* **Action item**: Below are entries. Reproduce exactly the lines between the line holding "Target: dancer in orange" and the line holding "Target: dancer in green", inclusive, and only those.
_ _ _
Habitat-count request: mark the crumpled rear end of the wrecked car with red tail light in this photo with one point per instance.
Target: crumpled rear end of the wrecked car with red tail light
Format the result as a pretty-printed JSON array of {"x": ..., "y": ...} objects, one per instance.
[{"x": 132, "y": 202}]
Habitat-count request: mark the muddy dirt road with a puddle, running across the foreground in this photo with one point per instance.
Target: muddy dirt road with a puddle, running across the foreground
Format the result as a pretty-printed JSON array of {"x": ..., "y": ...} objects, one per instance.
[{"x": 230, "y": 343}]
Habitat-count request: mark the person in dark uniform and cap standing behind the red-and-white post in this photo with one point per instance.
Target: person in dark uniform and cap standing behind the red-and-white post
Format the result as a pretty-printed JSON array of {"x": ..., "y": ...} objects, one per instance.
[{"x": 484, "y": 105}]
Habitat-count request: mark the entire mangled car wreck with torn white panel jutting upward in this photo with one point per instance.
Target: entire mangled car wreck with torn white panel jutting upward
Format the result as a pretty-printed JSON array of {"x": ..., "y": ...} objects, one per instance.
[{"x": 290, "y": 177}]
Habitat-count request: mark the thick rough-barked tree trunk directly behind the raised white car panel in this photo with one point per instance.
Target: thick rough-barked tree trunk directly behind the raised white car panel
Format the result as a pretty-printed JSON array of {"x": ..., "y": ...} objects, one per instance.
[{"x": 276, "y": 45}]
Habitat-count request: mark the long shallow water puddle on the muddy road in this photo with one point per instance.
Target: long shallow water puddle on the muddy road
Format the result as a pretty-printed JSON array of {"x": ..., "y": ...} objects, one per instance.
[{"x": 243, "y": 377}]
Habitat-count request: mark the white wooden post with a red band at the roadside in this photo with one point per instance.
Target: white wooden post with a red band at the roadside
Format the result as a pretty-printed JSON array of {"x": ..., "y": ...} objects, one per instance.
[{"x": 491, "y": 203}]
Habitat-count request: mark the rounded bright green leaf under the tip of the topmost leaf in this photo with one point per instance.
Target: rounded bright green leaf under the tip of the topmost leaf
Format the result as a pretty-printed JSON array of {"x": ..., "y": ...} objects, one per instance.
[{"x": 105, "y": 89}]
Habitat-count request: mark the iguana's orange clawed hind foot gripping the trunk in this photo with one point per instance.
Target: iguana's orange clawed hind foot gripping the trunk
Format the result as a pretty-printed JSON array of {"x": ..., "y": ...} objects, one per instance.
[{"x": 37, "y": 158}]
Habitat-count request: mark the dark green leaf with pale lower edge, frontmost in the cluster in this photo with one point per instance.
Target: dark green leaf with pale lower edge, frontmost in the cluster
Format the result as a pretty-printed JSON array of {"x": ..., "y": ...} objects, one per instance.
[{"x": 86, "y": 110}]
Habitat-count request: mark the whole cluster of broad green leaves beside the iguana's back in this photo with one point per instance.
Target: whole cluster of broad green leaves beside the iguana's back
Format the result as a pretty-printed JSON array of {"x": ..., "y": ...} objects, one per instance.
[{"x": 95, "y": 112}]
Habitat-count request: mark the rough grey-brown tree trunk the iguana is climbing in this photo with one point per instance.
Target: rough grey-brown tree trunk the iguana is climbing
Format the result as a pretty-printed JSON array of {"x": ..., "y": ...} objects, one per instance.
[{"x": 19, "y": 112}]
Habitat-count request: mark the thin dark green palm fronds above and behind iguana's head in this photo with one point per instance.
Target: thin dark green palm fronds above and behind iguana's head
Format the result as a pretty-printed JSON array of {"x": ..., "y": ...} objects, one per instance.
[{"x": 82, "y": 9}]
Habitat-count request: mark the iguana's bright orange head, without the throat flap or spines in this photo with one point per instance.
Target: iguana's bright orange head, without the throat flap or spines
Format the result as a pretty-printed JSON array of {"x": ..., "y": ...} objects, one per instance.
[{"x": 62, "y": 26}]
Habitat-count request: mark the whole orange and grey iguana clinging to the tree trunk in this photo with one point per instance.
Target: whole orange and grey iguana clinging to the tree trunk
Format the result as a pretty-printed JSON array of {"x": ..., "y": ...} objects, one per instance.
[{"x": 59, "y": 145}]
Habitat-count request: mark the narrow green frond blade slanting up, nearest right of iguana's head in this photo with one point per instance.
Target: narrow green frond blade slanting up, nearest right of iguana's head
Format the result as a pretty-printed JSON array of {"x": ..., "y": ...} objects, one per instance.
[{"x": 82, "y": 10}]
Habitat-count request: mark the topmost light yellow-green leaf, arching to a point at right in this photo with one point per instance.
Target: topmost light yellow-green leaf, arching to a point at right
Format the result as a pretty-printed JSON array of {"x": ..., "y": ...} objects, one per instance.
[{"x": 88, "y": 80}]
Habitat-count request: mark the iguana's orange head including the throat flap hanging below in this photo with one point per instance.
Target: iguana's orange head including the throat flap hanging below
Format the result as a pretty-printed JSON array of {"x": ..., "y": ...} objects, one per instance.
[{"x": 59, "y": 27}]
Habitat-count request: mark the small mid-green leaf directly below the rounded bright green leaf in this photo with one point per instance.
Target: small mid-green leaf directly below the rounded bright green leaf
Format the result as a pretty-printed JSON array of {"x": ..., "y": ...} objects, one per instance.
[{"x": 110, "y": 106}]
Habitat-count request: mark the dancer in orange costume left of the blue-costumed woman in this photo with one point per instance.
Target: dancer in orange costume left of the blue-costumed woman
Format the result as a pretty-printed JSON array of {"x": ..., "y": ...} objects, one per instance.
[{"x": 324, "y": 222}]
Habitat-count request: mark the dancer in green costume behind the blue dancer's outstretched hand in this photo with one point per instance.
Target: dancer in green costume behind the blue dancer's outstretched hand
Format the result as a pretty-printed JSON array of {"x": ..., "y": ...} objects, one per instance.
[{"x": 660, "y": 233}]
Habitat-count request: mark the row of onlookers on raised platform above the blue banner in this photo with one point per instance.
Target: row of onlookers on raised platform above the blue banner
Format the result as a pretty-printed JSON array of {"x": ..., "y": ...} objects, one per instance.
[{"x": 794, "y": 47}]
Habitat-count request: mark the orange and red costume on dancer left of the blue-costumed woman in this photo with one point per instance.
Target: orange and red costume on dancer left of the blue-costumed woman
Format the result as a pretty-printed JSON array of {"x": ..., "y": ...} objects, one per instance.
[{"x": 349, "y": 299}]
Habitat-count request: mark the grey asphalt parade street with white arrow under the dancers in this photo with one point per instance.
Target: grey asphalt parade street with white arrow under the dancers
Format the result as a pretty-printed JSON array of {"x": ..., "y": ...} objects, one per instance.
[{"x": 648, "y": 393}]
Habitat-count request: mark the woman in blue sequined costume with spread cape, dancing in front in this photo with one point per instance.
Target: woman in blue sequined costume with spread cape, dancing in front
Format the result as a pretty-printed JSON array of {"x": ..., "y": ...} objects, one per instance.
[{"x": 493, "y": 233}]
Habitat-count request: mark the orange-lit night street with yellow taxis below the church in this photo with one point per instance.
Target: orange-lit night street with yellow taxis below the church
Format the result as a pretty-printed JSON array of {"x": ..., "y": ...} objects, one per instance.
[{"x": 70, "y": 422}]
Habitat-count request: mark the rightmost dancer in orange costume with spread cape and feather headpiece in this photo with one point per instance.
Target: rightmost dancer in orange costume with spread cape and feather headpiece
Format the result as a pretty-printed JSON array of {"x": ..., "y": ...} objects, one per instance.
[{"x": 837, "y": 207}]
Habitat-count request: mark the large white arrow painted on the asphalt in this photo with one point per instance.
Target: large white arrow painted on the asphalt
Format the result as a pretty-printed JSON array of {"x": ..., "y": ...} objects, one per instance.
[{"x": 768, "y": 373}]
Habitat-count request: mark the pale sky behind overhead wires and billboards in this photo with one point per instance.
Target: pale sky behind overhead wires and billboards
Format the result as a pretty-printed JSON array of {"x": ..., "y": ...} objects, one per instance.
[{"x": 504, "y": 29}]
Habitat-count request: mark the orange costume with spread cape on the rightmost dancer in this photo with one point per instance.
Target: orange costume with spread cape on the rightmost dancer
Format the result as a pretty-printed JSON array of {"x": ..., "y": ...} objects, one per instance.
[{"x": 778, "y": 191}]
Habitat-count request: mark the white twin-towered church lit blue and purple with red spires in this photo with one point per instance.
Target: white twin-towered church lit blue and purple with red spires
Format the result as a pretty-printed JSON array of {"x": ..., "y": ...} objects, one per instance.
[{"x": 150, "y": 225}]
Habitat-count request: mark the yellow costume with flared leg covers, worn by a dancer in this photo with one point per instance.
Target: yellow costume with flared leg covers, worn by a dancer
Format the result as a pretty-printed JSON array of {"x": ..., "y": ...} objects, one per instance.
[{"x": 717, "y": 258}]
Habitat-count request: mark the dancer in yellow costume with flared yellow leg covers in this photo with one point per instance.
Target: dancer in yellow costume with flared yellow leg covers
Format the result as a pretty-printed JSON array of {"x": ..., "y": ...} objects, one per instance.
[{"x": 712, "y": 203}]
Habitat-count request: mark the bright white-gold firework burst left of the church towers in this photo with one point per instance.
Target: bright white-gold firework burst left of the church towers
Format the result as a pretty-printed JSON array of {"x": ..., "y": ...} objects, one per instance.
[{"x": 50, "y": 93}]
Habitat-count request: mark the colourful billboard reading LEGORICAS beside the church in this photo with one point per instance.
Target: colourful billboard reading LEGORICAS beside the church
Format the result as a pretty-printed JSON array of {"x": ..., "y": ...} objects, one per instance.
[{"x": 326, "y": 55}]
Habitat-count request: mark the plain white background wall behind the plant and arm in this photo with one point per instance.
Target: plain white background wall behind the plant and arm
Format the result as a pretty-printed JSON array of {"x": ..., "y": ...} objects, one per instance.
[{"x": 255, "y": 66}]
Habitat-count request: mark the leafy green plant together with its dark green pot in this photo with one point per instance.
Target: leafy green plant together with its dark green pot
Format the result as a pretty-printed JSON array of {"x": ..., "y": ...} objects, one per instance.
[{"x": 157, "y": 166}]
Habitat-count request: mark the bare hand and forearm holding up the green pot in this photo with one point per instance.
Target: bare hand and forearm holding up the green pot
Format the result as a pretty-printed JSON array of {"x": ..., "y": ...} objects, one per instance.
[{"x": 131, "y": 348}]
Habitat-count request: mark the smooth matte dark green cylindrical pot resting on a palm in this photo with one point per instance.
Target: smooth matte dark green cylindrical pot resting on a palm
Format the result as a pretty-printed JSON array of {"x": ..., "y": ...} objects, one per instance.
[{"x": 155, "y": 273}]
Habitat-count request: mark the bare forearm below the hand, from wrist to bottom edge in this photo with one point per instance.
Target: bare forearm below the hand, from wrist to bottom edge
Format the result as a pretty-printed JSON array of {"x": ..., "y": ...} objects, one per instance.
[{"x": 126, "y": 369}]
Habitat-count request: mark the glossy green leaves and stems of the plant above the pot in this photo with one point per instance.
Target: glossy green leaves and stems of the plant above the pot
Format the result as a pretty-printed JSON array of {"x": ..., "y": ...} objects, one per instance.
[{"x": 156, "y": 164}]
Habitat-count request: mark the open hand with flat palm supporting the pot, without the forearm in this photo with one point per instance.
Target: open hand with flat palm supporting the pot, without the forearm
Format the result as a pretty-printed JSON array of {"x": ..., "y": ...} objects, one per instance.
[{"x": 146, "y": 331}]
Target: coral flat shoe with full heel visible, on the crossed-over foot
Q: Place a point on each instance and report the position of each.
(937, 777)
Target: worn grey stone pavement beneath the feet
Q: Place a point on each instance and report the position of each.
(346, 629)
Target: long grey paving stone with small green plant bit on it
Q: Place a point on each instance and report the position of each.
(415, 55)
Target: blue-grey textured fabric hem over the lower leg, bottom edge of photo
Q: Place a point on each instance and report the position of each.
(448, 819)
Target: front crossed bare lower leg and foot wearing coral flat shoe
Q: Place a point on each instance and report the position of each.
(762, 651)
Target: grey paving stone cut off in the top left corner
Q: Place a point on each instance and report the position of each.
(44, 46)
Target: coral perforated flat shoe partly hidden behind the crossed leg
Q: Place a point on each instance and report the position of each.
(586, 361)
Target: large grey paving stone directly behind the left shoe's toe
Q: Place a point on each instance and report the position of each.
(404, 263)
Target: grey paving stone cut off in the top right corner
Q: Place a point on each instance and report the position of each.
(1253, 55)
_ _ _
* **Answer**:
Target: dancer in orange costume left of the blue-costumed woman
Format the result as a pretty-printed JSON array of {"x": ..., "y": ...} objects, one per instance.
[{"x": 324, "y": 222}]
Habitat-count request: mark the dancer in green costume behind the blue dancer's outstretched hand in this photo with one point per instance.
Target: dancer in green costume behind the blue dancer's outstretched hand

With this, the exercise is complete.